> Work order
Copy every record word for word. Pictures are not part of the copy.
::::
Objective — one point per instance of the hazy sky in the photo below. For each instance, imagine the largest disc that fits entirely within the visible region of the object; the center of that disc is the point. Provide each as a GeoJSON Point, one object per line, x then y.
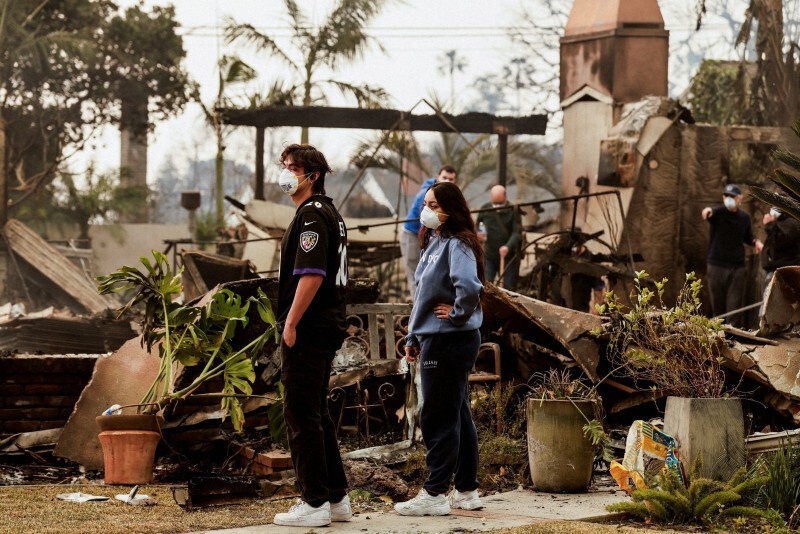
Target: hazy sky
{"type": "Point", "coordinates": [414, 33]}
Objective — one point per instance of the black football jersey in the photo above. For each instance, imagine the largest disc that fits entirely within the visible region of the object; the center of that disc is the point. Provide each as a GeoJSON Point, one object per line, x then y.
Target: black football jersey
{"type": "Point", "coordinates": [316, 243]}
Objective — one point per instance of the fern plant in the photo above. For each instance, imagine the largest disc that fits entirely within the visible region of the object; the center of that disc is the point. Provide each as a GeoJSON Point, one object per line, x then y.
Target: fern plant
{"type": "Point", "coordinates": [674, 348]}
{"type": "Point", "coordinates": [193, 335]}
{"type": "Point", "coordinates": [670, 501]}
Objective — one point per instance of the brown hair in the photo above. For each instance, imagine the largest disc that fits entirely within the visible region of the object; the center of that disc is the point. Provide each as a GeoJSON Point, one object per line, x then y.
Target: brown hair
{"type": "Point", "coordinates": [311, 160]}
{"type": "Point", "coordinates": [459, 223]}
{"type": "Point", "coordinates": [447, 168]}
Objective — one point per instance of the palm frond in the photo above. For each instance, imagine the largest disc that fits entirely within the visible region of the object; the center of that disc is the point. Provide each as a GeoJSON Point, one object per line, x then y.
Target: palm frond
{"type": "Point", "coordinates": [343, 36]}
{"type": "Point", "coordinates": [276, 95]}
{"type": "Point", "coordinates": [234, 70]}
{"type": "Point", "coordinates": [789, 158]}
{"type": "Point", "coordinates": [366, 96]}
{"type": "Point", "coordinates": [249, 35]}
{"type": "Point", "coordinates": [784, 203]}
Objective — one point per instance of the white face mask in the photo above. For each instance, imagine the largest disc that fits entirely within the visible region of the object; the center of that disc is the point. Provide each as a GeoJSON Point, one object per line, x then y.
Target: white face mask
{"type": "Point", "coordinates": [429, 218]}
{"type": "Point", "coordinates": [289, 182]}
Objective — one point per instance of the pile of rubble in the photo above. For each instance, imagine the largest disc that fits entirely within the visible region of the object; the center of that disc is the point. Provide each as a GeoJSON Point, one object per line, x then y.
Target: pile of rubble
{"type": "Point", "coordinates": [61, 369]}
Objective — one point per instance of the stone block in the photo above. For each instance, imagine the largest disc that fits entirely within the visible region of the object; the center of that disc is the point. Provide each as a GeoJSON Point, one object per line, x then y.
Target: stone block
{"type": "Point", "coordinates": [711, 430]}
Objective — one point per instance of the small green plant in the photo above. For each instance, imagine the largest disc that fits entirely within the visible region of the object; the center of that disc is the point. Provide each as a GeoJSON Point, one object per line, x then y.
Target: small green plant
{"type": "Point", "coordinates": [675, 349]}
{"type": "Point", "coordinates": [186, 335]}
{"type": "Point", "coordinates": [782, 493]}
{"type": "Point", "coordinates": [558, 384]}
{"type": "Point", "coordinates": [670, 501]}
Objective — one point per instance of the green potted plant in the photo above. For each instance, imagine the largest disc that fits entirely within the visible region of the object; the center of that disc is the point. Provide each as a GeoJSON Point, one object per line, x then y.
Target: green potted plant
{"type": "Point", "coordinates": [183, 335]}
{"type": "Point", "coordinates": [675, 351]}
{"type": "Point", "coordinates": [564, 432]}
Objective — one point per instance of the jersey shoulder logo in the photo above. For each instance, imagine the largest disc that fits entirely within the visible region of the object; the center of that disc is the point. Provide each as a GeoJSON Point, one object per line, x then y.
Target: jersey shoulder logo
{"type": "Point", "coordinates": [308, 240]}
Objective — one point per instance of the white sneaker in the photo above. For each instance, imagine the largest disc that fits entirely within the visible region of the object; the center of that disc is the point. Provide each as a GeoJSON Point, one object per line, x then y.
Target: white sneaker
::::
> Response
Objective — one point per instance of the hazy sky in the photo below. For each instance, imagine the largest disc that fits entirely within the visible region of the object; the center of that disc is the point. Provide each as a GeoJSON Point, one object per line, x then y.
Target: hazy sky
{"type": "Point", "coordinates": [414, 33]}
Objective — one point per instance of the black football jersey in the photo above. For each instance, imagine the largest disc that fits entirely within the visible region of the object; the center of that disc is the point. Provide each as a GeoJSON Point, one object per line, x then y.
Target: black football jersey
{"type": "Point", "coordinates": [316, 243]}
Objective — one point per instance of the fern plant in the photo above. For each instance, imagine the largest disc that fits entirely within the visible region of the object; the center of that disc is the point. Provide each as a GeoJSON Point, one object per line, x then y.
Target: fern plant
{"type": "Point", "coordinates": [674, 348]}
{"type": "Point", "coordinates": [193, 335]}
{"type": "Point", "coordinates": [670, 501]}
Objective — one point per instance of the brown hair in the photo above. For each instance, imagine the largest disc that fits entirely within the visible region of the object; the center of that disc is the point. Provide each as a GeoJSON Point, one object per line, x then y.
Target: brown hair
{"type": "Point", "coordinates": [311, 160]}
{"type": "Point", "coordinates": [459, 223]}
{"type": "Point", "coordinates": [447, 168]}
Objective — one point per instance of the palm frond in the photo above. For each instance, imagine the largest disc that fits entirely within the visible region of the object; the center of that disc is the point. Provide each as a GeoJSON Point, one object per line, x then y.
Target: palm frond
{"type": "Point", "coordinates": [343, 36]}
{"type": "Point", "coordinates": [276, 95]}
{"type": "Point", "coordinates": [234, 70]}
{"type": "Point", "coordinates": [789, 158]}
{"type": "Point", "coordinates": [366, 96]}
{"type": "Point", "coordinates": [249, 35]}
{"type": "Point", "coordinates": [784, 203]}
Objective — one point per instance of the white face mask in the photo above. For each instance, imagine the largest disc that fits entirely within the visible region of the object; the center of that disc is the point. Provide each as a GeoJSON Point, one object per line, x then y.
Target: white face mask
{"type": "Point", "coordinates": [429, 218]}
{"type": "Point", "coordinates": [289, 182]}
Objective — one point per instance of the pile of rubble in the photo above. For each instance, imagine the largest disc that fits entirely within the visible region of the object; the center of that disc is the point. Provide each as a GeoJSON Point, one object per line, x then y.
Target: pile of rubble
{"type": "Point", "coordinates": [61, 369]}
Objective — one point per instance of the stone block in the photo above. For each instance, imagine the largest disc that fits entirely within the visible region of the object; the center of that disc is the point. Provide each as a GeoJSON Point, one object per line, x then y.
Target: stone block
{"type": "Point", "coordinates": [711, 430]}
Objective — one point per instance of the small green plant in the photo above. For each instance, imagine the largest disc that fits entirely within the visible region of the object; the center of that disc is the point. Provide each as a GeoJSON Point, one object per line, x then y.
Target: small green plant
{"type": "Point", "coordinates": [675, 349]}
{"type": "Point", "coordinates": [186, 335]}
{"type": "Point", "coordinates": [782, 493]}
{"type": "Point", "coordinates": [558, 384]}
{"type": "Point", "coordinates": [670, 501]}
Objective — one point per instance of the green potted plant in the photo above. For each instance, imagine the largest disc that fits entirely within the visible region of the object; the center of that disc is the point. Provide each as a GeoJSON Point, one object per line, x then y.
Target: green potted plant
{"type": "Point", "coordinates": [183, 335]}
{"type": "Point", "coordinates": [675, 351]}
{"type": "Point", "coordinates": [564, 432]}
Objective — one point per instance of the jersey shoulder logo in the photo above. For each instance, imagine the largest disc that fits entirely within the visible region of the object; the center of that disc is the point. Provide each as a GeoJSON Point, one object per line, x then y.
Target: jersey shoulder logo
{"type": "Point", "coordinates": [308, 240]}
Objective — one point per instance of the white sneaker in the photo above. For each instance, imagine the largest disc that fits entirely within the visible region of the object; the center of that disc is the point. Provide each as a GeoJSON Point, one object per line, x then y.
Target: white sneaker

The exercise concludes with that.